(Spatial localization data)
◇ ◇ ◇ ◇ ◇

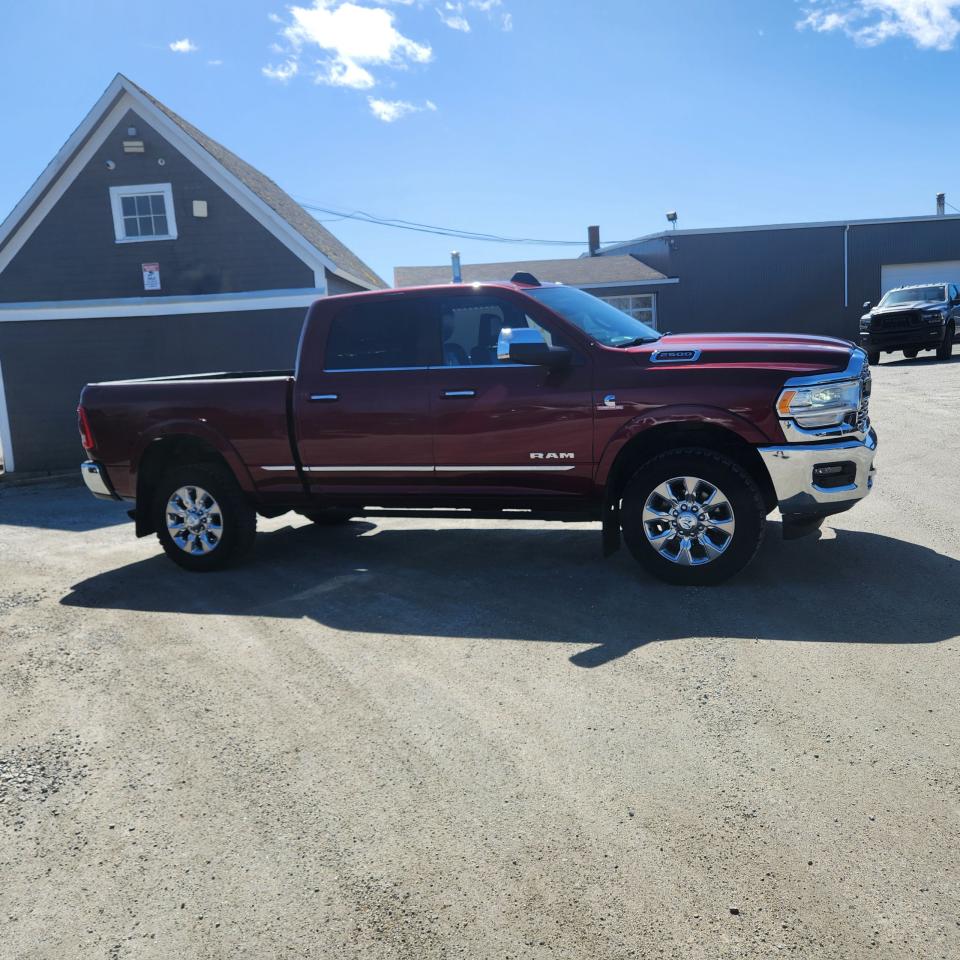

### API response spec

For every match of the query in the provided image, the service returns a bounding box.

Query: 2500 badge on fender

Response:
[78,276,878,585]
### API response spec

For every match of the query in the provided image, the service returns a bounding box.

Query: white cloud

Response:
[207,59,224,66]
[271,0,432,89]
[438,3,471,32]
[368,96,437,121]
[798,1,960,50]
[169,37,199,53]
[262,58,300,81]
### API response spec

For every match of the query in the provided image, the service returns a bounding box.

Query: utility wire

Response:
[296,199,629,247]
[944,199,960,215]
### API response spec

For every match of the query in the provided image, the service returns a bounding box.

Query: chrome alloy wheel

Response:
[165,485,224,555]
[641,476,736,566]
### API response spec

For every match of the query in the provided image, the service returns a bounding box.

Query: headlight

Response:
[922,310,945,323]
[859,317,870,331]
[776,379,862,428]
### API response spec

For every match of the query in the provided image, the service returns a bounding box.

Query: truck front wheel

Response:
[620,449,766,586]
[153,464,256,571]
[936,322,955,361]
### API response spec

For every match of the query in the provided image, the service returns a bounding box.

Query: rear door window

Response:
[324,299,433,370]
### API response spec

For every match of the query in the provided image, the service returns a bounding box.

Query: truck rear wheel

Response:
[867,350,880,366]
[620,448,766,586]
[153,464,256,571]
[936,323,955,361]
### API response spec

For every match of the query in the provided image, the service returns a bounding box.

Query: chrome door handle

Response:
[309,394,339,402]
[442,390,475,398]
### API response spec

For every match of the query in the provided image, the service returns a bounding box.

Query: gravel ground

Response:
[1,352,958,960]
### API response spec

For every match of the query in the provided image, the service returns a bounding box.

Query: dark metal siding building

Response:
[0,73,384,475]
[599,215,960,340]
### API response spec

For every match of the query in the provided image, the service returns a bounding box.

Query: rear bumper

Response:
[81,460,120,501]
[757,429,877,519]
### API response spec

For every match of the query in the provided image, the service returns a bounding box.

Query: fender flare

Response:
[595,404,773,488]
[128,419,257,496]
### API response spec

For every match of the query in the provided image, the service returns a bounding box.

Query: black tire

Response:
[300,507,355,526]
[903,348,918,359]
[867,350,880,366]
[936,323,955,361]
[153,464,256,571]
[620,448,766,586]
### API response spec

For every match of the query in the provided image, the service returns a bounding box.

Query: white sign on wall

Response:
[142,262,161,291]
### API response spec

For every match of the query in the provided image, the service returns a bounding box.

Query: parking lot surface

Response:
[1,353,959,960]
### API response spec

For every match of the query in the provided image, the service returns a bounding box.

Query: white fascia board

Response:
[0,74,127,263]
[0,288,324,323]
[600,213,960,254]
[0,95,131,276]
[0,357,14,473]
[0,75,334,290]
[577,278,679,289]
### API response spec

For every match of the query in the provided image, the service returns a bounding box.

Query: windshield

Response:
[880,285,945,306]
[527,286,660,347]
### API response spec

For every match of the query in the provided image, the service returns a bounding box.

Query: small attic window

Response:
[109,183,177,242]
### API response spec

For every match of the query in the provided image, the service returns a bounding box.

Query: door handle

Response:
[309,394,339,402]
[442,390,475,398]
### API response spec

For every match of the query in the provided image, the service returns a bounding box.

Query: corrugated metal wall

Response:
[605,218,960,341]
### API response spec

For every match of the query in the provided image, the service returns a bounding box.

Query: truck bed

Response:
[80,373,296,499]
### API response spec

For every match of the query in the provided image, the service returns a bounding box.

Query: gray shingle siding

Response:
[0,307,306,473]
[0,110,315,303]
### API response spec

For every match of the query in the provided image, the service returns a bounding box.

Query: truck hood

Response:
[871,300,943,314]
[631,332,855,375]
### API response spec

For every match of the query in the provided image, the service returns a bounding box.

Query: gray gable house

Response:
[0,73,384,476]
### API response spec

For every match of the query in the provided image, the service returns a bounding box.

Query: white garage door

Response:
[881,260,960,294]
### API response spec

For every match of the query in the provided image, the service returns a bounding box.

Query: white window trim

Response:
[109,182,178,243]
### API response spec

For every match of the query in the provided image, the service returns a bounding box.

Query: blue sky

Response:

◇ ◇ ◇ ◇ ◇

## Work to be completed
Say how many lines in the records hold the string "wheel", please, and add no other words.

## Response
3